▸ Directive: Your task is to transcribe the records exactly, skipping every image.

========================

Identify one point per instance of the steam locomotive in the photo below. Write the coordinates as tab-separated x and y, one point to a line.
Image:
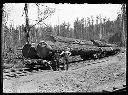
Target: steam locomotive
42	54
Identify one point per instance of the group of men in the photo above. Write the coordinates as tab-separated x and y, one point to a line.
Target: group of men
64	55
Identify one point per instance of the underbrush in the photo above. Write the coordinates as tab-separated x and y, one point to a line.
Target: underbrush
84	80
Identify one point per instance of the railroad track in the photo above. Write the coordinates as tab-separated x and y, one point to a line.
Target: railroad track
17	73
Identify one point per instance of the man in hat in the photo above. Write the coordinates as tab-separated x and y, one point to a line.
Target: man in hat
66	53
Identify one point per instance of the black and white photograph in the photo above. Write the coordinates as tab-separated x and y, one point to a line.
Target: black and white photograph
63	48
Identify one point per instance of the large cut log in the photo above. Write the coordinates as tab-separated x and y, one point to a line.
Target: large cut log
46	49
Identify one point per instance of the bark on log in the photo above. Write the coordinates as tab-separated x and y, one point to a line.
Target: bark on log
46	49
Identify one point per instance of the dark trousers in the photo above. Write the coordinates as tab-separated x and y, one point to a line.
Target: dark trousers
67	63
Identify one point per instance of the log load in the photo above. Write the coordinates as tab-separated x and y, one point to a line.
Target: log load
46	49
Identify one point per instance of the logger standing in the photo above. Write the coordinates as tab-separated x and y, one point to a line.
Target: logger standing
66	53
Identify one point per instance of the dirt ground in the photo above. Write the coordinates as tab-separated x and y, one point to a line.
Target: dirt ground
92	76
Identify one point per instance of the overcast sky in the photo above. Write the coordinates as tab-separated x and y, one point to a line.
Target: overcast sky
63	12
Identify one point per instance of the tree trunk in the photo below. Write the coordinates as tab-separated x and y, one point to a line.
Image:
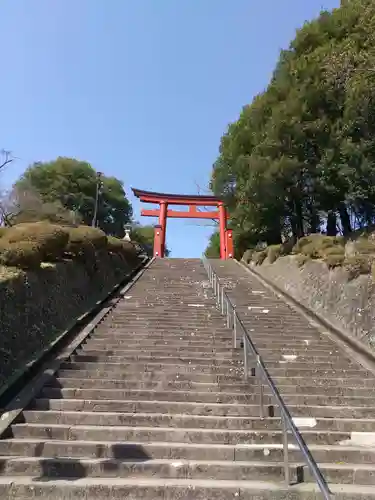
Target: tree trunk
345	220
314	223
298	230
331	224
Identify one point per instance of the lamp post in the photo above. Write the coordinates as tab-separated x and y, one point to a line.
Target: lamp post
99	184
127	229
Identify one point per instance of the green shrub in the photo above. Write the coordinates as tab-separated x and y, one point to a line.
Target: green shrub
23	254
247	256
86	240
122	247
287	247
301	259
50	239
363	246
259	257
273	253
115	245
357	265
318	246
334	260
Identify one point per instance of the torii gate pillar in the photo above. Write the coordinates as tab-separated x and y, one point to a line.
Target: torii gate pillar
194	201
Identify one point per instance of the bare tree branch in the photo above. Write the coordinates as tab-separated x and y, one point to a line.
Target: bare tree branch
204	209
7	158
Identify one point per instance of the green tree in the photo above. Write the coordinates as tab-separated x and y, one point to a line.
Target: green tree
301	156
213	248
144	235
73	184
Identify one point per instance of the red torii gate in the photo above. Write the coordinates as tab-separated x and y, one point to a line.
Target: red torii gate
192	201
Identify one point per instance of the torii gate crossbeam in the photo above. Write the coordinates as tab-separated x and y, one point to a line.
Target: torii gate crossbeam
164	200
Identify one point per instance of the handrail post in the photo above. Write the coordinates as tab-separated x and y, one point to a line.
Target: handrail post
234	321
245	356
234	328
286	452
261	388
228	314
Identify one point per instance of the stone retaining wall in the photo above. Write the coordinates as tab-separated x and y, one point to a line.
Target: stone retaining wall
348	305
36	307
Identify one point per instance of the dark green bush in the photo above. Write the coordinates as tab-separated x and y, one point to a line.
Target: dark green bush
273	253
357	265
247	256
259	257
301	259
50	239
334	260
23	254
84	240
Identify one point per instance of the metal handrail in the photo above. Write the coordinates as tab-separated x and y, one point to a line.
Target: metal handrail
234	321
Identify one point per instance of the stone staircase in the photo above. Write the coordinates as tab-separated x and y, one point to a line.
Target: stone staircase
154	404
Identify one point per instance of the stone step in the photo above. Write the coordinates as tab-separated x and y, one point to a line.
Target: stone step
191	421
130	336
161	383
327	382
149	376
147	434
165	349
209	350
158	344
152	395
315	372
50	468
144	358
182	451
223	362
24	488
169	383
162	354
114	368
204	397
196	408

========================

▸ Response:
Identify one point per instance of the steam locomotive in the photo below. Write the coordinates as tab-separated x and y, one point to a line.
Image:
Target: steam locomotive
42	54
Identify one point per instance of the group of men in the photo above. Write the coordinates as tab-separated x and y, one point to a line.
Target: group of men
64	55
Identify one point per instance of the underbrush in the photo above. Write the coordinates as tab-separated x and y, one point to a line.
Target: underbrush
84	80
Identify one point per instance of the railroad track in the photo above. Write the coordinates as tab-separated x and y, one point to a line.
Target: railroad track
17	73
Identify one point per instance of the man in hat in the photo above. Write the coordinates as tab-separated x and y, one point to a line.
Target: man in hat
66	53
Identify one point per instance of the black and white photograph in the photo above. Write the coordinates as tab-separated x and y, one point to a line.
Target: black and white photograph
63	48
Identify one point per instance of the large cut log in the photo above. Write the coordinates as tab-separated x and y, one point to a line.
Target: large cut log
46	49
Identify one point per instance of the bark on log in the photo above. Write the coordinates as tab-separated x and y, one point to a line.
Target: bark on log
46	49
Identify one point per instance of the dark trousers in the photo above. Write the coordinates as tab-separated x and y, one point to a line.
Target: dark trousers
67	63
Identify one point per instance of the log load in the photo above. Write the coordinates as tab-separated x and y, one point to a line.
Target: log load
46	49
Identify one point per instance of the logger standing in the photo above. Write the coordinates as tab-separated x and y, one point to a line.
Target: logger standing
66	53
Identify one point per instance of the dirt ground in the photo above. Write the coordinates as tab-separated x and y, one point to a line.
Target: dirt ground
92	76
Identify one point per instance of the overcast sky in the photo above. Write the coordinates as tab-separated x and y, one point to a line.
Target: overcast sky
63	12
Identify one point per instance of the tree trunk in the photo below. Write the coordinates as tab-separated x and y, one point to a line.
Image:
Target: tree trunk
345	220
314	223
298	230
331	224
Identify one point per instance of the lamp post in the photo above. Write the coordinates as tab-separated x and y, one point to a line.
Target: lamp post
99	184
127	229
Identify one point per instance of the green shrub in the photo above. Write the coordinates as tab-separated x and y, one point to a line.
Target: green shrub
23	254
247	256
86	240
122	247
287	247
301	259
50	239
363	246
259	257
273	253
115	245
357	265
318	246
334	260
Identify one point per instance of the torii gate pillar in the photo above. Write the coordinates as tab-separated x and y, one point to a line.
Target: torii gate pillar
194	201
Identify one point per instance of the bare tree branch in the photo above. Write the coordinates as tab-separated x and y, one point to a line.
Target: bare tree branch
204	209
7	158
Identify one point per instance of the green tree in the photo above. Write the coordinates as tab-separated x and y, one point to a line.
Target: green tree
301	156
213	248
144	235
73	184
Identify one point per instance of the red torii gate in the photo above. Write the coordinates as tab-separated x and y, one point to a line.
Target: red torii gate
192	201
Identify one point per instance of the torii gate crossbeam in the photo above. Write the coordinates as tab-separated x and y, one point to a line.
Target: torii gate crossbeam
164	200
Identify one point per instance of the handrail post in the photo above. Write the coordinates as tab-separated x and y, one point to a line.
Target: handrail post
234	321
245	356
234	328
286	452
261	388
228	314
Identify one point per instance of the stone retaining wall in the photo above. Write the coordinates as tab-separated x and y, one point to a line.
Target: stone retaining wall
348	305
36	307
Identify one point per instance of the dark green bush in the photo above. Write the coordinates as tab-separated x and y, one point to a line.
Target: dark green bush
273	253
357	265
247	256
259	257
301	259
50	239
334	260
23	254
84	240
Identify one point per instance of the metal handrail in the photo above. Write the coordinates as tab-separated x and y, one point to a line.
Target: metal handrail
234	321
Identify one point per instance of the stone staircase in the photo above. Write the coordinates as tab-separated x and y, one point to a line.
Target: stone staircase
154	404
Identify one point per instance of the stone step in the photo above. Write the coordinates as tab-separated x and y, one point to a line.
Target: stone step
191	421
130	336
161	383
327	382
149	376
147	434
165	349
209	350
158	344
152	395
315	372
50	468
144	358
182	451
223	362
24	488
169	383
162	354
114	368
204	397
196	408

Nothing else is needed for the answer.